* Requests
1: From the text on listening to your body, list every food the writer says was eaten during the workday yesterday.
2: Carry on the text about listening to your body, starting right after its final sentence.

* Text shown
——

So I’m generally pretty big on learning to listen to your body. I think bodies are smart. I think, when we learn to speak their language, they’re pretty good conversationalists. I think it’s important to cultivate a relationship with one’s body in much the same way that you’d cultivate a relationship with anyone else in your life. Sometimes, like any relationship, getting to the heart of things with your body isn’t easy.

Have you ever had a conversation like this?
You: “Honey, what’s wrong? You seem grouchy.”
Partner:“Nothing. I’m fine.”
You:“Really? Because you don’t seem fine.”
Partner: “…I’m fine. I’m just hungry. Low blood sugar…”
You: “Really? We just ate.”
Partner: “Huh.”

So I had a conversation much like this with my body last night. I got home from work feeling tired, jet-lagged (still), and grouchy. I was like: “Hey body, what’s up? What do you need?” and my body was like “Errghghghgg.” To which I replied: “Um. Okay. So, I’m hearing that you’re tired and need to unwind. Yes?” Body: “Hrmmmphhh….” Me: “I’ll take that as a yes. So, we have about an hour – how can I help?” Body: “…Um…Chocolate?”

Now it’s one thing to listen to your body, but as you’ve probably noticed, sometimes the first thing a partner says to you is not really the whole story. Sometimes your partner knows what’s wrong, but not how to fix it. Sometimes you have to dig a little deeper. Sometimes you have to use past experiences with this person to understand his/her patterns. Sometimes you have to ask again.

A little context. I sat at my desk all day yesterday, seeing clients, playing catchup, working hard. I didn’t get to ride my bike to work, so I’d barely moved my body at all. I had, however, eaten plenty – a delicious healthy lunch of farro with roasted butternut squash and arugula, a ginger cookie, an apple and some pecan butter mid-afternoon. I got home with an hour and half until I would meet with 2 more clients by phone. It was sunny outside - gorgeous, in fact. And yet, all I felt like doing was crawling under the covers with my book and a chocolate bar.

——

* Excerpts of pointing data
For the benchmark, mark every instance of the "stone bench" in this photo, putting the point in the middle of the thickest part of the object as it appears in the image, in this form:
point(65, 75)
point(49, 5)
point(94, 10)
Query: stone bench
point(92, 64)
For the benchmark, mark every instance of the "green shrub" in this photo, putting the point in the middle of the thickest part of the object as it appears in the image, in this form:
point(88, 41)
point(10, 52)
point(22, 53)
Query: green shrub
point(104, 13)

——

* The responses
1:
- Farro
- Roasted butternut squash
- Arugula
- A ginger cookie
- An apple
- Pecan butter

2:
But I know that trick. Chocolate makes me feel great for about 10 minutes while I’m eating it, and then not so great afterwards. This is particularly true if I’m “using” chocolate or other sweets in an attempt to unwind or boost my energy. I suspected that no amount of chocolate was going to make me feel rejuvenated and relaxed and ready to be present for 2 more hours of counseling. I also know from past experience that crawling under the covers would probably make me want to STAY under the covers. Since that wasn’t an option, I decided to reflect on what sort of activities do, usually, boost my energy and my mood? Well, gentle exercise, for one. Yoga is great. Neighborhood walks are also good (particularly on sunny days). In my current state, yoga seemed a bit ambitious. I decided that a walk might be doable. If I could just get my shoes on and coax myself out the door…then all I had to do was put one foot in front of the other.

Me: “Okay, I know you want chocolate, but how about a nice little urban hike instead?”
Body: “Hmph.”

Me: “I know, but chocolate really isn’t going to make you feel better.”
Body:“Yes it will.”
Me: “Umm, yeah, it’s just that we’ve been dating for a pretty long time now, and the thing is, it’s never worked in the past. Not even once. A little fresh air, on the other hand - stretching those legs a little bit, putting on some good music? That works like almost every time.”
Body: “This time will be different.”
Me: “Yeah, you know what? How about this time you just trust me. I know you don’t want to, but just do it anyway. For me?”
Body: “Sigh…Fine.”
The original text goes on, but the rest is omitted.